[[ Given data, beginning ]]

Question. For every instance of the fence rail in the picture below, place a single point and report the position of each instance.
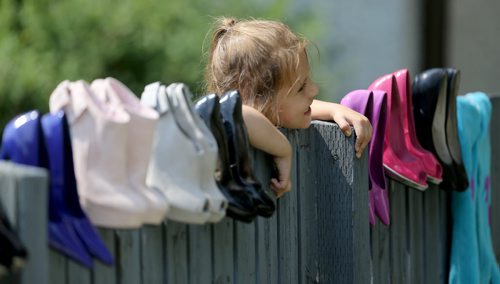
(319, 234)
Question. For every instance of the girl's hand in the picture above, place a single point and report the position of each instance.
(345, 117)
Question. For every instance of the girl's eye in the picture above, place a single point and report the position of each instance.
(302, 87)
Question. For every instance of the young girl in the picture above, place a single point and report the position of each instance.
(268, 64)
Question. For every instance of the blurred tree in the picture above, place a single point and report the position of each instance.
(44, 42)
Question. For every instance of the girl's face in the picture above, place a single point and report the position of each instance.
(294, 109)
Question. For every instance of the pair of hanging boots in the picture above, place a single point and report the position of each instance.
(245, 194)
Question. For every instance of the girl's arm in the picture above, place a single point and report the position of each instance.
(344, 117)
(263, 135)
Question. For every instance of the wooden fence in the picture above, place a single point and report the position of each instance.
(319, 234)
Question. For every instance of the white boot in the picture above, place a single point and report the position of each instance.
(97, 137)
(141, 127)
(191, 123)
(173, 165)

[[ Given data, end ]]

Your answer must be an exact repeat of all the records, minus the pictures.

» **Your response**:
Question. For every instance of the fence rail in the picture below, place a single point and report the position of each instance.
(319, 234)
Question. For every instance of the girl's hand in the picture above, place a single point and report the position of each instance.
(345, 117)
Question. For every instance of the girl's eye in the picture above, place a single point and report the position of each instance.
(302, 87)
Question. For every instance of the young girl in the picture above, place a single point and report the position of each instance.
(268, 64)
Question. For every instance of the blurred tree in the picture above, place a single point and report the position of each instance.
(44, 42)
Question. For every instance of the girl's face in the picture above, place a single point and report the position of each instance.
(294, 109)
Question. For every instance of the pair of hanging boots in the picture above, place a single point and report the position of each instance.
(245, 194)
Question. For every instance of the girl's arm in the picture above, place a single point and report the position of each instance.
(344, 117)
(263, 135)
Question. For every instance of the wooden fence in the picture above, place a single point and report the position of each instance.
(319, 234)
Question. For every instance of the white boot in the picture above, place a single point and report the position of each instance.
(97, 137)
(141, 127)
(191, 123)
(173, 165)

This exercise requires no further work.